### Records for this exercise:
::::
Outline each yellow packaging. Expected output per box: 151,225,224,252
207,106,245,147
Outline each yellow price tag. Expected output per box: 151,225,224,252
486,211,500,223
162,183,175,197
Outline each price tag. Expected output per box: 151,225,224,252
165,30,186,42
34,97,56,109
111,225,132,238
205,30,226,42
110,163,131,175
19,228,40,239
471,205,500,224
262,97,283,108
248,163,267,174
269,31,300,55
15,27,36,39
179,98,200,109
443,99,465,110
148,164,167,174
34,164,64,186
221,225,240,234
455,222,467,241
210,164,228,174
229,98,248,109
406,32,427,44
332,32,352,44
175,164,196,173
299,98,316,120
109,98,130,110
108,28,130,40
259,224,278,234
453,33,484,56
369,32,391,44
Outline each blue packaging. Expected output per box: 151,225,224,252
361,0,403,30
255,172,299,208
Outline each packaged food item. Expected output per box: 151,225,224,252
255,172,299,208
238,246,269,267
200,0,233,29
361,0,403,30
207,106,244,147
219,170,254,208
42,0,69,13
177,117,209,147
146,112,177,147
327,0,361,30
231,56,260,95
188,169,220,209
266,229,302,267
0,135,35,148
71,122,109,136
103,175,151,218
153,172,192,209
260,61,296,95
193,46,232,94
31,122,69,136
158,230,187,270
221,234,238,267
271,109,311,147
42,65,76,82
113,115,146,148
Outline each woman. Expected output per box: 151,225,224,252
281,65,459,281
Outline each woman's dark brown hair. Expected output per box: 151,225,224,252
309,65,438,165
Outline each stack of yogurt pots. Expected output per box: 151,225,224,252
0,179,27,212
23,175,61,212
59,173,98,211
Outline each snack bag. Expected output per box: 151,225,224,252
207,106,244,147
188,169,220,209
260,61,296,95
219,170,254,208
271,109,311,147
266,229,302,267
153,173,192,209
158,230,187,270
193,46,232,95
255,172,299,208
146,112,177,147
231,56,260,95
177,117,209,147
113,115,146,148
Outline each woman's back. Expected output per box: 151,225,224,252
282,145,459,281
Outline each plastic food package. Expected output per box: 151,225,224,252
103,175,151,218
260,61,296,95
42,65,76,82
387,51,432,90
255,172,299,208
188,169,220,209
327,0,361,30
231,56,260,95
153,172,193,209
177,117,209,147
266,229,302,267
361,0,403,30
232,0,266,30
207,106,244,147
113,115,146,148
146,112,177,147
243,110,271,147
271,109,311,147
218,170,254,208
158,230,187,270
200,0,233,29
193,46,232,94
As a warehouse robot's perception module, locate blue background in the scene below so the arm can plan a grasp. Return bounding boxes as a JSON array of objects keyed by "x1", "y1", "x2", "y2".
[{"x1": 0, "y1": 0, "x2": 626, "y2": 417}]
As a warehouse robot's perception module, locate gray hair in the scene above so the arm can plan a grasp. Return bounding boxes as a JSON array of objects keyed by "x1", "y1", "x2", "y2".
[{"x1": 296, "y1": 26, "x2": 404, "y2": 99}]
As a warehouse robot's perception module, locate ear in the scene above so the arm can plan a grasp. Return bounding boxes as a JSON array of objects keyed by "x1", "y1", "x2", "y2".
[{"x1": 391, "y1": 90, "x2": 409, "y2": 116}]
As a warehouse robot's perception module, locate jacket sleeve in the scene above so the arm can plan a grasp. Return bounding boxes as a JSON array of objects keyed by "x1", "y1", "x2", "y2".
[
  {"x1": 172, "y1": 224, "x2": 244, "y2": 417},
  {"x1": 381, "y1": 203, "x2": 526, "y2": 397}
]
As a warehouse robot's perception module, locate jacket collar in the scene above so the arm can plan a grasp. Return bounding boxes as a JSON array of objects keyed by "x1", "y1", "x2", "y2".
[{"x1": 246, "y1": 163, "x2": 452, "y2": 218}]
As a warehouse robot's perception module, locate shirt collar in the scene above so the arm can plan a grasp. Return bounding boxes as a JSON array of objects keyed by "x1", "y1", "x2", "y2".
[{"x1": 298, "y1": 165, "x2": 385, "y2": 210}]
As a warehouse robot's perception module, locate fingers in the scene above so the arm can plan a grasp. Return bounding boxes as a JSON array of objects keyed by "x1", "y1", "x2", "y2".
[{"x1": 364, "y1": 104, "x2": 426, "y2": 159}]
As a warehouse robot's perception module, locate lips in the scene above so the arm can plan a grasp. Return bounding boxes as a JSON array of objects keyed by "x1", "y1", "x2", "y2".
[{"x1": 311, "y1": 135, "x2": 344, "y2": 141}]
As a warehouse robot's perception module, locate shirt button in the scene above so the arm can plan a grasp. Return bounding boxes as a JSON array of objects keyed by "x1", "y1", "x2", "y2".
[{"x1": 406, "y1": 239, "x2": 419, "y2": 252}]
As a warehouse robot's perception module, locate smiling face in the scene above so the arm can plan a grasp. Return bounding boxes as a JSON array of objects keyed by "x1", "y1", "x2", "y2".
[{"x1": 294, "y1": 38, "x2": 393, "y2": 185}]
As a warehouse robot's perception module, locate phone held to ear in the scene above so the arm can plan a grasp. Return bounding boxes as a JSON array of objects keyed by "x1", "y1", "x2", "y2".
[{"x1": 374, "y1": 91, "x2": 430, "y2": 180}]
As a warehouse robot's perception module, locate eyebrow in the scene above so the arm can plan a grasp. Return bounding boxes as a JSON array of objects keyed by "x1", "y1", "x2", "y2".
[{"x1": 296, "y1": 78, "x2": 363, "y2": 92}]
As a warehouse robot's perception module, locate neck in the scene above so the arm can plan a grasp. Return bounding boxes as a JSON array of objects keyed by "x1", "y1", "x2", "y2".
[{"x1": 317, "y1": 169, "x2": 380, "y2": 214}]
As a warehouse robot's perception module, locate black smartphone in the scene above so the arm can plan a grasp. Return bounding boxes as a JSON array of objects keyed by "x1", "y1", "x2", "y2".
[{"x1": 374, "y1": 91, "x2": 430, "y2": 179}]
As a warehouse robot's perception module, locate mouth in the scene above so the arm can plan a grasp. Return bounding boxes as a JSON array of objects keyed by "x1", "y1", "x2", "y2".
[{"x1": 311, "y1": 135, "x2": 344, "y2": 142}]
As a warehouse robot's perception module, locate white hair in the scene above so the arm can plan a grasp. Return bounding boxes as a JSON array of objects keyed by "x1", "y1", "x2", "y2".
::::
### Your instructions:
Please present the lines from the one containing "Outline each snack" through the one containing "282,145,459,281" as a Markdown table with the columns Row and Entry, numbering each line and leaving out any blank lines.

### Solved problem:
| Row | Entry |
|---|---|
| 1 | Outline each snack bag. Expected output per box: 151,225,224,252 |
| 2 | 207,106,244,147 |
| 3 | 188,169,220,209 |
| 4 | 260,61,296,95 |
| 5 | 219,170,254,208 |
| 6 | 271,109,311,147 |
| 7 | 266,229,302,267 |
| 8 | 153,173,192,209 |
| 9 | 158,230,187,270 |
| 10 | 193,46,232,95 |
| 11 | 255,172,299,208 |
| 12 | 146,112,177,147 |
| 13 | 231,56,260,95 |
| 14 | 177,117,209,147 |
| 15 | 113,115,146,148 |
| 16 | Outline each woman's back. Expected output per box: 151,225,224,252 |
| 17 | 282,145,459,281 |